WHAT IS BEING ASKED:
In this exercise, every entry is to be copied exactly.
INFORMATION PROVIDED Block Start
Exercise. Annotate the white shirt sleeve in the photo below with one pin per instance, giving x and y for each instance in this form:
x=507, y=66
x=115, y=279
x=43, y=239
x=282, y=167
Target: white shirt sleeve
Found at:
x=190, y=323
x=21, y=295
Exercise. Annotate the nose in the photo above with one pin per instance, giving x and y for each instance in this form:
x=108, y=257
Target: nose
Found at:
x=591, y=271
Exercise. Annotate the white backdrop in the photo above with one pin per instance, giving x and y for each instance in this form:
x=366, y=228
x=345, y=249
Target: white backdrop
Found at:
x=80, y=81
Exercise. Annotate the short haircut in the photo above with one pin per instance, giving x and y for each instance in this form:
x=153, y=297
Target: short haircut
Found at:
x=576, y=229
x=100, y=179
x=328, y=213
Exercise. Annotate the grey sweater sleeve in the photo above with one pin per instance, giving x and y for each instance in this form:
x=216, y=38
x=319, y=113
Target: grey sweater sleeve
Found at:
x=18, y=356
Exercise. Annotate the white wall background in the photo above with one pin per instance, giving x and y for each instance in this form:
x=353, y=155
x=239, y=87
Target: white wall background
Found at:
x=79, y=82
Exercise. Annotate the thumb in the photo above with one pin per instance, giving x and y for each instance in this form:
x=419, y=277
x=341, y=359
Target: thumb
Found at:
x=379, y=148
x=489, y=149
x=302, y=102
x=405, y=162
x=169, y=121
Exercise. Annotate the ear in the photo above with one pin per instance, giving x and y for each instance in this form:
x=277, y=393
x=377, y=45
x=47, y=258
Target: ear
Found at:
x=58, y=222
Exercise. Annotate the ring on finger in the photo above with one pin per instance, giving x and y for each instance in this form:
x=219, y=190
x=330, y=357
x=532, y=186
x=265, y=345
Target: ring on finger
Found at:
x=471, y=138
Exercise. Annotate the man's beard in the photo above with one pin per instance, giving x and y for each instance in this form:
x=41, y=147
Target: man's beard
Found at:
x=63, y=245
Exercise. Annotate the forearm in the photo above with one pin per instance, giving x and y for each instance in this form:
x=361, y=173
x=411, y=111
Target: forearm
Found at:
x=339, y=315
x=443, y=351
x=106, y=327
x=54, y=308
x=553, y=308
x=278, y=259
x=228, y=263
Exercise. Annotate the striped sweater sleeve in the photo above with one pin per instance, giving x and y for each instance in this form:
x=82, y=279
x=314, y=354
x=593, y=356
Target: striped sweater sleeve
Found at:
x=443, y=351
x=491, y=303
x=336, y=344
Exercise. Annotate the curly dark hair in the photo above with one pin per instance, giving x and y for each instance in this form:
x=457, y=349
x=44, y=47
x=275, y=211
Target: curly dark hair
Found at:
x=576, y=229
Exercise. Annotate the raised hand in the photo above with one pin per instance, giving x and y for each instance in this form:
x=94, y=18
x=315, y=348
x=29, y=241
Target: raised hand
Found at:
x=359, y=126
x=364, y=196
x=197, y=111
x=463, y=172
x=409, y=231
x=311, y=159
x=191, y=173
INFORMATION PROVIDED Block End
RESULT FOR THIS TASK:
Exercise. Annotate the white shirt sleeve in the photo below with one pin per instance, giving x and y for each instance in this form:
x=507, y=66
x=115, y=279
x=43, y=239
x=282, y=167
Target: white shirt sleeve
Found at:
x=190, y=323
x=21, y=295
Exercise. Annotate the nose in the photo above with one pin per instance, giving x and y for each instance in this form:
x=108, y=257
Target: nose
Found at:
x=591, y=271
Exercise. Annotate the white backdrop in the photo above with one pin per instance, giving x and y for each instance in this form:
x=366, y=228
x=345, y=249
Target: white backdrop
Found at:
x=80, y=81
Exercise. Annotate the short haircut in the photo above with one pin per instance, giving x and y for each instance in this form:
x=153, y=297
Target: short haircut
Found at:
x=576, y=229
x=100, y=179
x=328, y=213
Exercise. Annotate the grey sweater sleeve in the photo above with one pin per instance, giving x and y for each instance in this form:
x=216, y=38
x=319, y=113
Target: grey sweater sleeve
Found at:
x=18, y=356
Exercise. Annotate the white wall background in the photo above with one pin per instance, giving x and y for each instance in this form:
x=353, y=155
x=239, y=87
Target: white wall background
Found at:
x=79, y=82
Exercise. Annotate the thumb in the photo above with one pin per instance, giving x and y for each instance in this form:
x=419, y=277
x=341, y=359
Target: thumb
Found at:
x=379, y=148
x=489, y=149
x=302, y=102
x=405, y=162
x=169, y=121
Exercise. Annotate the ear in the photo above with one pin per instance, giving x and y for each instance in this form:
x=277, y=393
x=377, y=45
x=47, y=258
Target: ear
Found at:
x=58, y=222
Exercise. Annotate the ring on finger in the photo above with one pin per instance, giving x and y for each instance in this form:
x=219, y=190
x=330, y=357
x=532, y=186
x=265, y=345
Target: ring on finger
Found at:
x=471, y=138
Exercise. Annotate the man's beard in the photo above with one pin per instance, giving x and y for each instance in this form:
x=41, y=147
Target: man's beard
Found at:
x=63, y=245
Exercise. Annotate the forearm in the photo above with one pin per instance, giving x and y for each instance in this form:
x=361, y=173
x=411, y=111
Target: forearm
Found at:
x=339, y=315
x=443, y=351
x=106, y=327
x=54, y=308
x=553, y=308
x=278, y=259
x=228, y=263
Exercise. Annotate the striped sweater sleeve in the photo above with one pin per instance, giving x and y for each instance in this form:
x=82, y=279
x=314, y=354
x=593, y=356
Target: striped sweater sleeve
Found at:
x=443, y=351
x=491, y=303
x=336, y=344
Exercise. Annotate the curly dark hair in the photo above with one pin per instance, giving x and y for each instance in this form:
x=457, y=349
x=44, y=47
x=275, y=211
Target: curly dark hair
Found at:
x=576, y=229
Exercise. Annotate the raised hand in the photo above with one pin per instance, giving x and y for each instance in this form:
x=94, y=18
x=315, y=348
x=29, y=241
Target: raised hand
Found at:
x=359, y=126
x=364, y=196
x=197, y=111
x=463, y=172
x=409, y=231
x=311, y=159
x=191, y=173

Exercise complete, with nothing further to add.